▸ EXERCISE INSTRUCTIONS:
Please restate word for word, and with nothing added, the lines that run from the one holding "box: [395, 264, 404, 331]" to the end of the entries below.

** EXTRACTED MATERIAL follows **

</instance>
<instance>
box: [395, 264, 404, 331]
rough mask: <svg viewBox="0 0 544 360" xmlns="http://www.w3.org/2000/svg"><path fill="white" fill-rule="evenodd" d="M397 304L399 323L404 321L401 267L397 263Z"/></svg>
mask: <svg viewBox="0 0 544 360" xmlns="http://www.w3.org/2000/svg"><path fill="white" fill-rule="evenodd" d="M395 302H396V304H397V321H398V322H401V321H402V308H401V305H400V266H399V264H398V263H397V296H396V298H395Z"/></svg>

** End of EXTRACTED MATERIAL **

▸ YOUR RESPONSE:
box: [395, 264, 404, 331]
rough mask: <svg viewBox="0 0 544 360" xmlns="http://www.w3.org/2000/svg"><path fill="white" fill-rule="evenodd" d="M397 304L399 323L404 321L401 267L397 263Z"/></svg>
mask: <svg viewBox="0 0 544 360" xmlns="http://www.w3.org/2000/svg"><path fill="white" fill-rule="evenodd" d="M395 302H396V304H397V321H398V322H401V321H402V308H401V305H400V266H399V264H398V263H397V296H396V298H395Z"/></svg>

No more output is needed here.